Men's Vogue > Culture

books

Continental Divide

The author of The English Patient returns with a tale of gamblers and storytellers that veers from northern California to the South of France. By Mark Rozzo

May 2007

Michael Ondaatje

Michael Ondaatje in Berkeley, California, during a respite from the Toronto winter. (Photo: Jock Sturges)

At the conclusion of Michael Ondaatje's 2000 novel, Anil's Ghost, a dynamited statue of Buddha is painstakingly made whole by the efforts of a bibulous Sri Lankan artisan named Ananda. It's one of those telling, layered moments that tend to turn up in Ondaatje's atmospheric, hallucinogenic, and above all fractured tales: There's the scarring aftermath of violence (Ondaatje has something of an explosives fixation), the patient application of arcane skill (viaduct builders, jazz cornetists, and bomb defusers are among typical protagonists), and the encounter between a faulty mere human—in Ananda's case, a drunk—and the heady realms of history and myth.

With Divisadero (Knopf), Ondaatje's fifth novel, the Booker Prize–winning author of The English Patient ups the ante with a story so magnificently splintered that, one suspects, not even Ananda could glue it back together. The title is a tip-off; it's taken from the San Francisco street that once divided the city from the outlying fields of the Presidio. If we think of novels as little machines packaged between two covers that braid together multiple narratives and characters into neat wholes, then Divisadero—which is mainly set in the countryside around the Bay Area and in the South of France—explodes that expectation, sending story lines off in all directions.

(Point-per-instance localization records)
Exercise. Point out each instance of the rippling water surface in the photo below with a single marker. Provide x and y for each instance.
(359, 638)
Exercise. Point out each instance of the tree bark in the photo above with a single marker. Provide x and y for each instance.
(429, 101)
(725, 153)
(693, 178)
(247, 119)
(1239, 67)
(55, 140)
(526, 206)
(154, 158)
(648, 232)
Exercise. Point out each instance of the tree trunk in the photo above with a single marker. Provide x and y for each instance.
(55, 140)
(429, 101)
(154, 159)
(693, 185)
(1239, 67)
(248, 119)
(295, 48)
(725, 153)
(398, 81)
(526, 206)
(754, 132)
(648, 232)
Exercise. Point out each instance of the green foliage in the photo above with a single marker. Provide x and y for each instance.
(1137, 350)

...

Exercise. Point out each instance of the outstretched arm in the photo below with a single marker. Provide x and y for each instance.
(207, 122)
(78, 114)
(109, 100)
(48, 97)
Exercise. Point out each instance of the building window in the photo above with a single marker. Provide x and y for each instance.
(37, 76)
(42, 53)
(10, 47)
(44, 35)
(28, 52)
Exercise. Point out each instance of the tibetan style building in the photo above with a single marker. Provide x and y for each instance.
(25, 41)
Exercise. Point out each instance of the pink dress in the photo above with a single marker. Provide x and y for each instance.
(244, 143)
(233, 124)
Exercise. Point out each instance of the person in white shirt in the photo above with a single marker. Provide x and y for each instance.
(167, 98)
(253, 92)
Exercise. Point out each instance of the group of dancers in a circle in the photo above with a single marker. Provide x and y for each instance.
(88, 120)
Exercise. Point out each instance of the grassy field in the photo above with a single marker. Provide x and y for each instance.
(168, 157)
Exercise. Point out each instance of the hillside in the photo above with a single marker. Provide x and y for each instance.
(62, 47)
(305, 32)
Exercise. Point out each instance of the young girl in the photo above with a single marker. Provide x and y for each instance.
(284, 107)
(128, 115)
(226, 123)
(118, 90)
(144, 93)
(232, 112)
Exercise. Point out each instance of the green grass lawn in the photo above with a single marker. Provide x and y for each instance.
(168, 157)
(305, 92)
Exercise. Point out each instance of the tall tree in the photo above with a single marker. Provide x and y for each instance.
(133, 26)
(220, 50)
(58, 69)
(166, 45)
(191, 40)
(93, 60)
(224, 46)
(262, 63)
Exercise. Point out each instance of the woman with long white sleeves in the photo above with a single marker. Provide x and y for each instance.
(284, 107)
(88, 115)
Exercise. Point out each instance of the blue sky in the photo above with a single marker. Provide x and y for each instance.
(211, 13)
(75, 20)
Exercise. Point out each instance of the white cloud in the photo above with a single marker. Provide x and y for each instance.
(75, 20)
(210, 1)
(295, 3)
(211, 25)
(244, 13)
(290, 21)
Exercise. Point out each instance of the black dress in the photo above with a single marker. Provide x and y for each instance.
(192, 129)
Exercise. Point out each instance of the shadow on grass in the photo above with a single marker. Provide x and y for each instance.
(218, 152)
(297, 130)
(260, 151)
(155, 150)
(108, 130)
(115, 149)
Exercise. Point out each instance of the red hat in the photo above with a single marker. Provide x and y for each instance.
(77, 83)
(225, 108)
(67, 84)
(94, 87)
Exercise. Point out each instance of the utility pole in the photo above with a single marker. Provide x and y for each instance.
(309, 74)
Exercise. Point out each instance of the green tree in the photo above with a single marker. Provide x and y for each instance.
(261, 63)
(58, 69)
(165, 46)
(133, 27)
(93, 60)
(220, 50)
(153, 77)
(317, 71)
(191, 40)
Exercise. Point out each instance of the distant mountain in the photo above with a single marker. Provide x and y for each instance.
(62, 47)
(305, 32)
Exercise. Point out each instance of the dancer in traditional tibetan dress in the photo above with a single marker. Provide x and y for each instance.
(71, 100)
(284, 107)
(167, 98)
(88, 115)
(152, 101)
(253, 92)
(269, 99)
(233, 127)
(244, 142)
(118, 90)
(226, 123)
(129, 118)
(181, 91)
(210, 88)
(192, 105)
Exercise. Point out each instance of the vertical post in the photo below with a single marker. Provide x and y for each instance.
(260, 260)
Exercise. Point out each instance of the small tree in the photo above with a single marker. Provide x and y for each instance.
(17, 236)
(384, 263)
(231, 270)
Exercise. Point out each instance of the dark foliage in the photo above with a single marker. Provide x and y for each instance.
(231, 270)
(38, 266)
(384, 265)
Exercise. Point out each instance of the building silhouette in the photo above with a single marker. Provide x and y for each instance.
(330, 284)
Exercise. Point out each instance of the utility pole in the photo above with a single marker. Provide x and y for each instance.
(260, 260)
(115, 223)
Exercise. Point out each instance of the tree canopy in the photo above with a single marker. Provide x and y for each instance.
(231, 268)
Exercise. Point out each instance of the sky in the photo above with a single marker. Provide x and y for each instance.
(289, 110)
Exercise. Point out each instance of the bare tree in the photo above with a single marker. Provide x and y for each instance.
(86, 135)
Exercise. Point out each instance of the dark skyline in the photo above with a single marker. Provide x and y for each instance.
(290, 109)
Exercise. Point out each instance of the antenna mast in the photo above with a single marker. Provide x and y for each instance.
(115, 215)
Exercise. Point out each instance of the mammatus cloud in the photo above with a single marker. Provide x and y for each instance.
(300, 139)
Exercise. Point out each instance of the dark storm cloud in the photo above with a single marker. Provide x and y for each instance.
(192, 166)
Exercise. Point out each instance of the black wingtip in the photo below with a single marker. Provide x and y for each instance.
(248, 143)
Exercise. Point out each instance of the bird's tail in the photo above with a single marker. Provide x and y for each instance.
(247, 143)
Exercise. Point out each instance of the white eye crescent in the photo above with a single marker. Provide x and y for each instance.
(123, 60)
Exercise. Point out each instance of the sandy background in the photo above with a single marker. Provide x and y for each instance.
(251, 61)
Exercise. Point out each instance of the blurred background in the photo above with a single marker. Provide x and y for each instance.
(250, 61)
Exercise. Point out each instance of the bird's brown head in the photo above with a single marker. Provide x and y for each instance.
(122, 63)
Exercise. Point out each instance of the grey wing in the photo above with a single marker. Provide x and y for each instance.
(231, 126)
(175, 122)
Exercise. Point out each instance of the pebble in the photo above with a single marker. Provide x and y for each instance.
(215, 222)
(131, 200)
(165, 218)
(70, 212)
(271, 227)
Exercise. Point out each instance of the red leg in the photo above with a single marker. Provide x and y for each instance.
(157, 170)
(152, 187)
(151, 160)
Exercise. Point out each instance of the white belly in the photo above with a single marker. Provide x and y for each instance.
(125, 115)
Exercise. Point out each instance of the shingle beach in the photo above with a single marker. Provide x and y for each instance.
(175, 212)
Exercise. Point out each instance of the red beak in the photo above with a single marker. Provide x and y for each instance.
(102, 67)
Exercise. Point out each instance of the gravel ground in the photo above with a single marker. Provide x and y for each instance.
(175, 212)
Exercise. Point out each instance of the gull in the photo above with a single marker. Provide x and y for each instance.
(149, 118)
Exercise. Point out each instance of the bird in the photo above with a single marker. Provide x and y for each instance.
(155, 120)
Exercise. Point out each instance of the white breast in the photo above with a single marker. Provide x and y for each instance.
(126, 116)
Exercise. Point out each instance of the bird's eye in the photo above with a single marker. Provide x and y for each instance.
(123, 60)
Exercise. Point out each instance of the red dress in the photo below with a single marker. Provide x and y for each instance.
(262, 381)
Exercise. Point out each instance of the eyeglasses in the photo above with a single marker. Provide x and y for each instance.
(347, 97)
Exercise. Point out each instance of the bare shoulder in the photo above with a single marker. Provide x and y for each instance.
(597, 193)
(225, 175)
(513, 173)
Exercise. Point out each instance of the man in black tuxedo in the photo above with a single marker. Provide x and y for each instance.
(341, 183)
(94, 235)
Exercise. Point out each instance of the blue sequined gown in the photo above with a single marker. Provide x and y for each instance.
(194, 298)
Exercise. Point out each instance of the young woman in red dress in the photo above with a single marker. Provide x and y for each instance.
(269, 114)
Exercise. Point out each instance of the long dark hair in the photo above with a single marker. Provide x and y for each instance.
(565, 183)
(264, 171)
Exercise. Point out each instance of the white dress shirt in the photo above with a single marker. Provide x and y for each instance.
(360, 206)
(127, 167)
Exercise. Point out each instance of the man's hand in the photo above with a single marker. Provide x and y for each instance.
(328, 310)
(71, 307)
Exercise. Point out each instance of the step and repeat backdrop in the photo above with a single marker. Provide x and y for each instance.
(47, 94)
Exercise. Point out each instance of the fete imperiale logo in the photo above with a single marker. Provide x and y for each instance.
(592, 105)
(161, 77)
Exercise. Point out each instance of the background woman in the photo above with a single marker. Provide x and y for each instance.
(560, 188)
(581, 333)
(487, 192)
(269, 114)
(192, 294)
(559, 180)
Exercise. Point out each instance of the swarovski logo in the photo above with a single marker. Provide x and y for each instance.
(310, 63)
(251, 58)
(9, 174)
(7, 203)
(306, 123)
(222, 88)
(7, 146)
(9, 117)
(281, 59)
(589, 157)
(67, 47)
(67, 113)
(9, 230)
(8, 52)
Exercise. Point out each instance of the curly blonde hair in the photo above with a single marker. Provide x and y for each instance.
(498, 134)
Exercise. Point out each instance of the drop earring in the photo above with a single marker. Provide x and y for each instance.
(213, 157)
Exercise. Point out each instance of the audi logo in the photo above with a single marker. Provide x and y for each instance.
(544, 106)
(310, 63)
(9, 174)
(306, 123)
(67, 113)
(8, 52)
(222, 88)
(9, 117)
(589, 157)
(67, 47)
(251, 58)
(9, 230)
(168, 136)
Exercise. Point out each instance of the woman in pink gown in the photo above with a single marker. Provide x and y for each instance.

==

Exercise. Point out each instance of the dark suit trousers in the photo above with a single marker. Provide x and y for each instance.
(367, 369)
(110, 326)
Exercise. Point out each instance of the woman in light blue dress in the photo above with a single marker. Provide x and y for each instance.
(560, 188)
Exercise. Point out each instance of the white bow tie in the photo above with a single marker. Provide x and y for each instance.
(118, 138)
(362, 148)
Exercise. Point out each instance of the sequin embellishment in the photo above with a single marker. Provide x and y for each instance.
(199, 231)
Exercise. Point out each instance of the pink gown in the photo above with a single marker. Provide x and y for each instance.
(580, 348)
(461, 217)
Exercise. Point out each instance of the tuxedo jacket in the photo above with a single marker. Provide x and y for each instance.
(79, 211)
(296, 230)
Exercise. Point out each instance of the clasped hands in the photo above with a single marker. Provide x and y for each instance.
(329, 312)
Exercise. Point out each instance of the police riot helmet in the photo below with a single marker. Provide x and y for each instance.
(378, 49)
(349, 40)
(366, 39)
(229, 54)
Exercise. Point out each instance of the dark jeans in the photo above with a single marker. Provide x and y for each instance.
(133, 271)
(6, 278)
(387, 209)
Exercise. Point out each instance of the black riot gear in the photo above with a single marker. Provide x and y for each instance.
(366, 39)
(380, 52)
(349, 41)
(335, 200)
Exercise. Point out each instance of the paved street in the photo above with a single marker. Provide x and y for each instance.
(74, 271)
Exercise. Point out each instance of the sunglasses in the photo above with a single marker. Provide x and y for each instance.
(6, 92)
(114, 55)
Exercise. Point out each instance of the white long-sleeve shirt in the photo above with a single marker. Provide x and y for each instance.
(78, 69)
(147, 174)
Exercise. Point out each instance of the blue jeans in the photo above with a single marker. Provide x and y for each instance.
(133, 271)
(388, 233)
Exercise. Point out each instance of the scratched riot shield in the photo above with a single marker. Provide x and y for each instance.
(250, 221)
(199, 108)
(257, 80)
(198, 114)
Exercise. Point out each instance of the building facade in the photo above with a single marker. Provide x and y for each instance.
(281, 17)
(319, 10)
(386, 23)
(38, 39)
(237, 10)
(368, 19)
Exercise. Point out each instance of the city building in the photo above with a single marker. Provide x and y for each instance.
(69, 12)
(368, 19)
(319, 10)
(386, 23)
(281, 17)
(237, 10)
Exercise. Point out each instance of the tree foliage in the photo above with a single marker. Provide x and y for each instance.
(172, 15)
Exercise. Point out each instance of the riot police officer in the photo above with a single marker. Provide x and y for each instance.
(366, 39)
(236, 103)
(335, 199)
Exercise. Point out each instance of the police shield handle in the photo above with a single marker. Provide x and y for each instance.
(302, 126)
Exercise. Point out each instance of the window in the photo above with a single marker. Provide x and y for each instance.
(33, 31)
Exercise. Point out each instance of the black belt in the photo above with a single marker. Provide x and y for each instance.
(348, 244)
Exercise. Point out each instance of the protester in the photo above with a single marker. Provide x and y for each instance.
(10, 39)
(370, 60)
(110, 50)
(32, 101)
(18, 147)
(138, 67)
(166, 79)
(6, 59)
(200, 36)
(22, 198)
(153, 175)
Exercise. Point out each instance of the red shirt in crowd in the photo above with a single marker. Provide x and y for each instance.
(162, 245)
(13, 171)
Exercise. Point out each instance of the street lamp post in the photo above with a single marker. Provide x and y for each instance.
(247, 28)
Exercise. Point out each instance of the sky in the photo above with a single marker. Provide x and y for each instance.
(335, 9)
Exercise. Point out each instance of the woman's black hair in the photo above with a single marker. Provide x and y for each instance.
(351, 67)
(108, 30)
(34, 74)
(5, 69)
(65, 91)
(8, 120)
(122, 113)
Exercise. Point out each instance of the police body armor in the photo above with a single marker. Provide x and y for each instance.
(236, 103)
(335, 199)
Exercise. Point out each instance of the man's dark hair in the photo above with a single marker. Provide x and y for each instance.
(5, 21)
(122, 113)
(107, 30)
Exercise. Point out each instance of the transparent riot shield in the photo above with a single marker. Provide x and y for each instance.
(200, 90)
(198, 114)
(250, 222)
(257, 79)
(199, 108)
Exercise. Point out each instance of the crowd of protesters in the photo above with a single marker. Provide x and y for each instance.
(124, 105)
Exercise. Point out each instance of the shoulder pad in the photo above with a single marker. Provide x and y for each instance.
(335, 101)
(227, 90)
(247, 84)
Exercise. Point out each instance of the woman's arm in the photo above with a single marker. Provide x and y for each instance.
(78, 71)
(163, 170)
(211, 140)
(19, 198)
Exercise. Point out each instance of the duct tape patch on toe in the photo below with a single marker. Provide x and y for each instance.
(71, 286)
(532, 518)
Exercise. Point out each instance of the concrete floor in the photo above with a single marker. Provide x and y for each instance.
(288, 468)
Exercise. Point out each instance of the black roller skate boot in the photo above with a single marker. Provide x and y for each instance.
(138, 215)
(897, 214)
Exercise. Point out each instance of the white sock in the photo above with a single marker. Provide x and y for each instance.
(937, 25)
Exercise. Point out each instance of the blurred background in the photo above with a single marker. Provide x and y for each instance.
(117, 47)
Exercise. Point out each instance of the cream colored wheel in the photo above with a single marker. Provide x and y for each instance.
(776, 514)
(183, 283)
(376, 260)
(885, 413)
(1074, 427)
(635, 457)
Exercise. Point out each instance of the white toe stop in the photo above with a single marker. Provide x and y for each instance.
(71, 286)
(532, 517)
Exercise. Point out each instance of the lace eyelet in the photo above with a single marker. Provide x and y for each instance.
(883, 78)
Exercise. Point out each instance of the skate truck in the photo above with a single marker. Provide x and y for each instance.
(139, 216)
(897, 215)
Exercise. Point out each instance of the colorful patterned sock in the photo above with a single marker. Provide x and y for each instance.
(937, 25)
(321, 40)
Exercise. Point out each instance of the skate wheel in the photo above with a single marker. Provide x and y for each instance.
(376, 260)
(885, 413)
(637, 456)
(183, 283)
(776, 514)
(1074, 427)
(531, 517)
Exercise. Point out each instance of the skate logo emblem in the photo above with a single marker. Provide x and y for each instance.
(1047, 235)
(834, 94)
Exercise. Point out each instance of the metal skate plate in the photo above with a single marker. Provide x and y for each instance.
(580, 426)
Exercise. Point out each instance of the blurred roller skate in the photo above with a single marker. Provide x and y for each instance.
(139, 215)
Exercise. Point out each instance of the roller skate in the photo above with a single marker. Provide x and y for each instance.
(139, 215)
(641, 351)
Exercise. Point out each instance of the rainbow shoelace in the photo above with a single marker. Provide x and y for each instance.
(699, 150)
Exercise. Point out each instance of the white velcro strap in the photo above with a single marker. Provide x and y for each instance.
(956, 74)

_Action item A_
According to the Divisadero review, where does the novel's title come from?
_Action item B_
Continue the Divisadero review from its last sentence.
These records come from a separate source.

_Task result A_
It comes from the San Francisco street that once divided the city from the outlying fields of the Presidio.

_Task result B_
"It felt like about five novels in one," Ondaatje recently recalled, speaking of the book's origins over the din of a crowd at Chez Panisse—like Divisadero, another ingenious, soulful enterprise that links California and France. After putting to bed a 2002 book about the legendary film editor Walter Murch (the novelist has always had a healthy interest in all things cinematic), Ondaatje, along with his wife, Linda Spalding (with whom he puts together the Canadian lit magazine Brick), and their dog, road-tripped from their home in Toronto to Berkeley. It was at a cabin up in Petaluma—without e-mail and other distracting mod cons—that Divisadero then took shape. The novel centers around a 1970s California farm where teen sisters Anna and Claire share a rivalrous affection for the resident farmhand, Coop, an orphan who grows up to become a cardsharp, eventually facing down a ring of born-again gamblers at the dawn of Desert Storm.

Ondaatje, who's known as much for meticulous research as dreamlike imagery, hung out with enough practitioners in Vegas and Tahoe to get a good working knowledge of Texas Hold 'Em. Yet Divisadero's biggest gamble comes halfway through, when the action shifts to France, following Anna as she ditches California to pursue research on the late Lucien Segura, author of pulpy, swashbuckling novels (she moves into what was once his farmhouse), and an affair with a louche musician whose father just may be Caravaggio, the enigmatic thief who popped up in both The English Patient and In the Skin of a Lion, Ondaatje's 1987 novel. Ondaatje—who, with glinting blue eyes and skin as pale as moondust, remains a striking figure at 63—genially refuses to confirm the reappearance. "But I love the idea of it," he says with a note of mischief, "and I really don't mind people thinking it might actually be him."